## PROBLEM 1:
According to the post about guitar electronics, why is the input jack usually replaced?
## PROBLEM 2:
Reproduce the stretch of the post about guitar electronics from "the input jack" through "with repair, etc.".
## PROBLEM 3:
Carry on the post about guitar electronics, picking up after its final sentence.

## EXTRACT PROVIDED:
I just fixed mine and it's been fine ever since, so it's not absolute in my view.


pots are imports with a slight loose feel to them.. they turn very easy..

cts or alpha pots, and a couple of others, too, turn more smoothly, firmly, and have a better audio curve.. that is they tend to increase volume or decrease in a way that doesnt just sort of jump up at some point..


the input jack is usually replaced because if you go in to work on it, it's a short shaft. hard to get the nut back on, so people choose to go with a

longer shaft, avoiding any future hassles with repair, etc.


the caps are ok, really, there's not a great deal of difference in the poly caps they use and more high grade caps.. but most switch at least up to sprague orange drops, some go all the way with oil in paper type caps.. vintage mojo!.. and some like to change values as a value change on the tone pot cap can make a pretty big difference in which high frequencies the tone reduces.

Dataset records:

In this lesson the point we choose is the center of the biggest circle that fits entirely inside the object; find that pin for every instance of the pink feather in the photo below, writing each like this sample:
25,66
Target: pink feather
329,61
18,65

## EXERCISE OUTPUT 1:
It has a short shaft that makes it hard to get the nut back on, so people switch to a longer shaft to avoid future repair hassles.

## EXERCISE OUTPUT 2:
the input jack is usually replaced because if you go in to work on it, it's a short shaft. hard to get the nut back on, so people choose to go with a

longer shaft, avoiding any future hassles with repair, etc.

## EXERCISE OUTPUT 3:
You can even use two different values on each tone pot, but you have a single. They are cheap so it's nice to try different values and see what you like best.


pots are like 5.50 each.. caps are around a 1.50.. switches are from 15 to 25.00. jacks are 2 or 3.00 each. assuming you shop around.


doing it yourself is fairly easy, and much cheaper than a tech.

It also teaches you about your guitar, and about tone.


pickup changes vary quite a bit. From the typical lower end, costwise, GFS right up to seymours or gibsons, etc.


For many, the higher output pups epis tends to use don't have the tones they want... most often people swap to vintage output,

around 8K, but some prefer just to switch for a particular sound.. which type of magnet, increased output, etc.


That's why it's such good advice to play your guitar for a few months at least. Get to know if you think you'd like something different.

Then compare opinions and specs with others with similar instruments, playing the same kind of tunes.. trying for the same kinds of sounds.


And you can't forget your amp and speaker.. boy, they make a heck of a difference. You can swap guitar parts all day and then one speaker change later wish you hadn't.


Be patient. It's mostly playing that's going to teach you and your ears what is happing with the pups the amp and the speaker, etc.


Gives you time to sort through the opinions.. which are many! And varied!